Look through the data below. Show each line where the string "this" occurs.

[Point localization data]
────────────────

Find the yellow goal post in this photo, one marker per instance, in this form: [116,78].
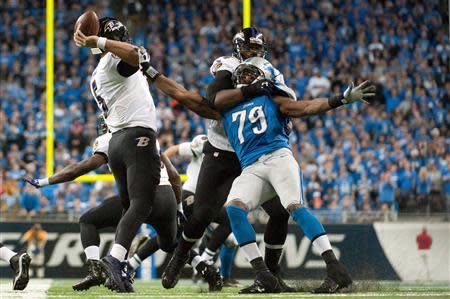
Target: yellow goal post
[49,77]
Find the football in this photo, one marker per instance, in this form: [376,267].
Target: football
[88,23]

────────────────

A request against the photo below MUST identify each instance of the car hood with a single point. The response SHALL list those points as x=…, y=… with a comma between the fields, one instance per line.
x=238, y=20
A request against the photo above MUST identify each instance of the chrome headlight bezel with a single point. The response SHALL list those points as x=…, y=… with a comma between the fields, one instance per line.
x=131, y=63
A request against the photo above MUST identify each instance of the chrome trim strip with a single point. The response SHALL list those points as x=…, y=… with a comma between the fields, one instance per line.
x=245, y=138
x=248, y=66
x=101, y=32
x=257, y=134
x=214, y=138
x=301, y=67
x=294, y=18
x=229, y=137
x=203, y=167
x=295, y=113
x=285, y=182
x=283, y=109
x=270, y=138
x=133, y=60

────────────────

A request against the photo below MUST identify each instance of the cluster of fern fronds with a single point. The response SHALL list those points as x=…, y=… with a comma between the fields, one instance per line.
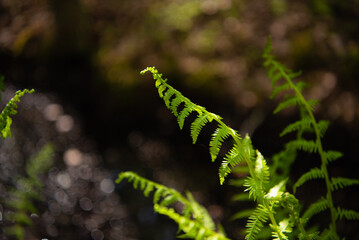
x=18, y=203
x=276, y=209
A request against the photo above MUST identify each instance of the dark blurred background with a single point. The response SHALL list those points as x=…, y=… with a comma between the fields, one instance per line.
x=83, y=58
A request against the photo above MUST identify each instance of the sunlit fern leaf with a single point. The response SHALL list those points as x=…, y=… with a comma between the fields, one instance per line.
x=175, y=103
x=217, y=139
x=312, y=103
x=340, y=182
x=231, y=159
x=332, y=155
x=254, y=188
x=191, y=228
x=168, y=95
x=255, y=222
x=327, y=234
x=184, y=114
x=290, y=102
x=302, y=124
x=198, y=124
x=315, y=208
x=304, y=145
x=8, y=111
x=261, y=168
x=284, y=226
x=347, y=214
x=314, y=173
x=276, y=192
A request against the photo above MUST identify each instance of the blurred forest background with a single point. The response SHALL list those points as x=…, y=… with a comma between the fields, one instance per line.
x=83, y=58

────────────────

* **Answer**
Find the yellow goal post in this photo, one marker per instance, in this form: [116,78].
Find the football in this photo, one marker per instance, in this form: [376,267].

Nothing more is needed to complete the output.